→ **What is expected**: Word for word, output the data that follows.

→ **Record extracts**:

-*-*-

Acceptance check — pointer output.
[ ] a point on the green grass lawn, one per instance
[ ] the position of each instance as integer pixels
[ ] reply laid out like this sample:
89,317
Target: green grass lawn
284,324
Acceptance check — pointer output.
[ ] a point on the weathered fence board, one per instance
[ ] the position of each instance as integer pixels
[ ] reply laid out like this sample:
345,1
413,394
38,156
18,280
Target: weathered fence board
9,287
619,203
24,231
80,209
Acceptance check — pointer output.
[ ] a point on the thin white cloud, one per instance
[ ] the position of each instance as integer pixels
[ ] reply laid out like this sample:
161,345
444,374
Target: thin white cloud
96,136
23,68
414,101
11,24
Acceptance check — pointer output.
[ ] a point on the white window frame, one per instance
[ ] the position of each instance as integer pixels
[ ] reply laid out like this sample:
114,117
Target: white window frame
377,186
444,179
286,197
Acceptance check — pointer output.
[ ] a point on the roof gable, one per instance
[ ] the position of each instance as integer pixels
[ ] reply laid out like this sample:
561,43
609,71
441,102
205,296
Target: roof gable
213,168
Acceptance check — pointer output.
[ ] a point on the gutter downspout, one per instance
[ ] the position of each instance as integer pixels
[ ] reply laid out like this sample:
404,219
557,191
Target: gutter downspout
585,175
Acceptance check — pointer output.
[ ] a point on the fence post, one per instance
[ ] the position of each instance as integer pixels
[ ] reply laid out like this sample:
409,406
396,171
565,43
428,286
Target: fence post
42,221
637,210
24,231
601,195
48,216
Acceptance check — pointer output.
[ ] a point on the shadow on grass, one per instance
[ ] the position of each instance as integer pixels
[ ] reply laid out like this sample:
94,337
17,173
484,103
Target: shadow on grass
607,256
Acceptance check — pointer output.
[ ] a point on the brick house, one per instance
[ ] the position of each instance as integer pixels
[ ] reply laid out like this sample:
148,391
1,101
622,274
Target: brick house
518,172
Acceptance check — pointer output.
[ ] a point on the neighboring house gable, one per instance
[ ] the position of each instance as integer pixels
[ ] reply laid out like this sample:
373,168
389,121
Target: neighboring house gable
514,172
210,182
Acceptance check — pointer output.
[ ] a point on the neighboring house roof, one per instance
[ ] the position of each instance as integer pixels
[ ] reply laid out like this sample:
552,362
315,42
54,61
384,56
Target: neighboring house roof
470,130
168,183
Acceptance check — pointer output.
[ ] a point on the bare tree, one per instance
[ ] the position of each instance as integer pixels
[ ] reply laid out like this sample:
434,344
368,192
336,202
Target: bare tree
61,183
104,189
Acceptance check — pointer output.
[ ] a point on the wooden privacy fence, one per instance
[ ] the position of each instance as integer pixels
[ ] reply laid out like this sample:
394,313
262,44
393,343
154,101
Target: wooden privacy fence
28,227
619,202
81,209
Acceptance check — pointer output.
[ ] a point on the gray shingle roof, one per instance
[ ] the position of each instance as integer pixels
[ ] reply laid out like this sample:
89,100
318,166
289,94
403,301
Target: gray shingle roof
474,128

-*-*-

→ **Exercise answer**:
Acceptance check — pointer output.
[ ] a point on the green grass lawn, one per instance
[ ] the position of each instance as integer pixels
[ ] reply laid out like this sample:
89,317
Target: green grass lawn
284,324
Acceptance check — pointer output.
[ ] a point on the weathered fence board, one per instance
[ ] the position of each instance as integer pixels
[ ] reply laid out like this sample:
345,1
413,394
38,156
18,280
Target: weathered fence board
9,287
619,203
24,231
80,209
Acceptance check — pointer output.
[ ] a point on the thin white cloud, one per instance
[ ] the position of each instance as integer pixels
[ ] reply laid out like this sample:
161,345
444,374
Target: thin white cloud
96,136
23,68
414,101
11,24
Acceptance check — pointer output.
[ ] a point on the white window frame, one per instance
[ ] the position of each instance as integer pixels
[ ] reply laid out like this sample:
114,117
Target: white window frame
377,186
444,179
286,197
Acceptance check — pointer output.
[ ] a point on the roof gable, one per instance
[ ] the position of each instance as integer pixels
[ ] reply laid out like this sample:
561,43
609,71
441,102
205,296
Target: roof gable
213,168
Acceptance check — pointer output.
[ ] a point on the gutter downspout, one per instance
[ ] the position of each instance as integer pixels
[ ] reply laid out like this sample:
404,219
557,191
Target: gutter downspout
585,175
Acceptance check — pointer output.
[ ] a point on the fence post, one per instance
[ ] the position of each instance as integer pixels
[ ] reply laid out like this sample:
409,406
396,171
565,43
428,286
Target: fence post
42,221
637,210
24,231
601,195
48,216
Acceptance check — pointer output.
[ ] a point on the shadow on grass, one per instance
[ ] the position of each instance as integer pixels
[ ] reply laid out like this sample:
94,337
17,173
484,103
Target: shadow on grass
607,256
Acceptance check — pointer output.
[ ] a point on the brick house, one per instance
[ ] the position of each instance as integer pixels
[ ] reply laid out like this sample:
148,391
1,101
622,274
Target: brick house
518,172
Acceptance check — pointer output.
[ ] a point on the neighboring house gable, one per instance
[ ] the position of each instance as integer pixels
[ ] reply laid out like this sample:
373,168
389,121
Target: neighboring house gable
514,172
210,182
Acceptance check — pointer output.
[ ] a point on the neighboring house roof, one per instance
[ ] the position of each instance as integer pixels
[ ] reply laid out like this sample:
552,362
315,42
54,61
384,56
Target: neighboring house roof
470,130
168,183
Acceptance check — pointer output.
[ ] a point on the bare tree, one per instance
[ ] the position of each instance as integer pixels
[ ] reply laid out like this sample:
434,344
368,192
336,202
Target: bare tree
61,183
104,189
Acceptance check — pointer output.
[ ] a point on the wooden privacy fence, one per instance
[ ] the position of each instance as integer pixels
[ ] reply laid out like this sample:
394,313
262,44
393,343
154,101
Target: wooden privacy fence
28,227
619,202
81,209
Acceptance check — pointer output.
[ ] a point on the gray shingle roof, one per instance
[ ] the position of each instance as integer pixels
[ ] reply laid out like this sample:
89,100
318,166
289,94
403,301
Target: gray shingle roof
474,128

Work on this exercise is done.